=== DOCUMENT PASSAGE ===
====================
Delegates, events and lambdas

Delegates

The declaration of a delegate type is similar to a method signature. It has a return value and any number of parameters of any type:

public delegate void TestDelegate(string message);
public delegate int TestDelegate(MyType m, long num);

A delegate is a reference type that can be used to encapsulate a named or an anonymous method. Delegates are similar to function pointers in C++; however, delegates are type-safe and secure.

Delegates are used to pass methods as arguments to other methods. Event handlers are nothing more than methods that are invoked through delegates.This ability to refer to a method as a parameter makes delegates ideal for defining callback methods.

Any method from any accessible class or struct that matches the delegate type can be assigned to the delegate. The method can be either static or an instance method. This makes it possible to programmatically change method calls, and also plug new code into existing classes.
====================
=== DATASET EXTRACT ===
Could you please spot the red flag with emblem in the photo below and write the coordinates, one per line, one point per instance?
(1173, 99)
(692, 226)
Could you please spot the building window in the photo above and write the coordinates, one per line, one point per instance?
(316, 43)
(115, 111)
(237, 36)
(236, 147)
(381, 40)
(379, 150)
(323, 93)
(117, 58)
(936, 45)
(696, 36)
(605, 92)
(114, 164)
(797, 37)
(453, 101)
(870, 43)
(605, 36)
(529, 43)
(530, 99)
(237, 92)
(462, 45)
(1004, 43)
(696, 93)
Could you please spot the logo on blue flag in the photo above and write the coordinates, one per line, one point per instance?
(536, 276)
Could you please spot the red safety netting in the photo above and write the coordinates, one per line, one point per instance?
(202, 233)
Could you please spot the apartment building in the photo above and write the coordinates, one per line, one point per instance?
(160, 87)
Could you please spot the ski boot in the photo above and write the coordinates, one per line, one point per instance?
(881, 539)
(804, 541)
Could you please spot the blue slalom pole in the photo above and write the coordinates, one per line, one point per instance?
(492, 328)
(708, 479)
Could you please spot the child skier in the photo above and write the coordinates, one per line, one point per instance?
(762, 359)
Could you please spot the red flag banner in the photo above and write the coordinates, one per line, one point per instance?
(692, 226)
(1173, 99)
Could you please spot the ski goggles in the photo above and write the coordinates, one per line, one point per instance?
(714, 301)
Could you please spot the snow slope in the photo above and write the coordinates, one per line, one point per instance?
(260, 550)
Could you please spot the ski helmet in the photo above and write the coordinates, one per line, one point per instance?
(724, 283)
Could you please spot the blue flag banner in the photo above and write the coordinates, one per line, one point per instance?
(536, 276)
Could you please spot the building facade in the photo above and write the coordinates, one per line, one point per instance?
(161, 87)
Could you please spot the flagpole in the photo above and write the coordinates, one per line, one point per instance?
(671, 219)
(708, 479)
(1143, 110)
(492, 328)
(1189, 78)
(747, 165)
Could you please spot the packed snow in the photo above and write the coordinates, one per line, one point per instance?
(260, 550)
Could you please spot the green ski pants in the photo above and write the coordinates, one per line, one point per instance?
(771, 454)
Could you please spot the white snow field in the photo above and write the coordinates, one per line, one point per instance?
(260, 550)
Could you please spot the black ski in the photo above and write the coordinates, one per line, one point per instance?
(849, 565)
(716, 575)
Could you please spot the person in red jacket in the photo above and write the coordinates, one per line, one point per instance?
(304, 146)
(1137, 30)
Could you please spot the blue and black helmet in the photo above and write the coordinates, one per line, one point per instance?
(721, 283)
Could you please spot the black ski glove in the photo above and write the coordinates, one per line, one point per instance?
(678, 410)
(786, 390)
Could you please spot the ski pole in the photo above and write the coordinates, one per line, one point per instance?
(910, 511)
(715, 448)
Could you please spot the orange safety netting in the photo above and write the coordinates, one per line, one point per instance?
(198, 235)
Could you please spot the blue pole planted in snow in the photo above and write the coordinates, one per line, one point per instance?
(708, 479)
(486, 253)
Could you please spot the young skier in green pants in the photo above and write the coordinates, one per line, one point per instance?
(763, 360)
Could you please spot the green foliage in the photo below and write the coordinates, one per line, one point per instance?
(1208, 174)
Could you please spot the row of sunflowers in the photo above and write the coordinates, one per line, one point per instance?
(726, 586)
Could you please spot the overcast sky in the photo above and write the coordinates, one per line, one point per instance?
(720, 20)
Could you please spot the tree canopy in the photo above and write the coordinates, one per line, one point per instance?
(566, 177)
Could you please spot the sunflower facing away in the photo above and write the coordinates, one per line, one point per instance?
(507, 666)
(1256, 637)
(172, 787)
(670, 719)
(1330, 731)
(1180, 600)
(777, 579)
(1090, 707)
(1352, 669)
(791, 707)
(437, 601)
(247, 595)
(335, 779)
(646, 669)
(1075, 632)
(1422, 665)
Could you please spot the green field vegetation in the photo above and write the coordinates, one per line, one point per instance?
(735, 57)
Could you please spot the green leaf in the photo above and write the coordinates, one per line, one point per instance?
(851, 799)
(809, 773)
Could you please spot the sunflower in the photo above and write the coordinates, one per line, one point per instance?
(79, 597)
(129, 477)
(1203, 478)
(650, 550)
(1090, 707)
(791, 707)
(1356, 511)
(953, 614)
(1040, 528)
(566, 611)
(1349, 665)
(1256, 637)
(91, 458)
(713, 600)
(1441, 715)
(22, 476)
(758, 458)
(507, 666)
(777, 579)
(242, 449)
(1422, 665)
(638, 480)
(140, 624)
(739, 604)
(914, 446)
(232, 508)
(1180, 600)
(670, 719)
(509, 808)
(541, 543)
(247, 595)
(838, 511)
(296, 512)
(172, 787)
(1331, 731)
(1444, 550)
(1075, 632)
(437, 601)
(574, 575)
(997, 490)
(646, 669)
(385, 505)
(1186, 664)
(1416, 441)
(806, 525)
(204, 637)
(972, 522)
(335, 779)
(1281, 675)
====================
=== WRITTEN INSTRUCTION ===
Copy out the stretch of the delegates passage from "A delegate is" through "into existing classes.".

=== ANSWER FOR THE TASK ===
A delegate is a reference type that can be used to encapsulate a named or an anonymous method. Delegates are similar to function pointers in C++; however, delegates are type-safe and secure.

Delegates are used to pass methods as arguments to other methods. Event handlers are nothing more than methods that are invoked through delegates.This ability to refer to a method as a parameter makes delegates ideal for defining callback methods.

Any method from any accessible class or struct that matches the delegate type can be assigned to the delegate. The method can be either static or an instance method. This makes it possible to programmatically change method calls, and also plug new code into existing classes.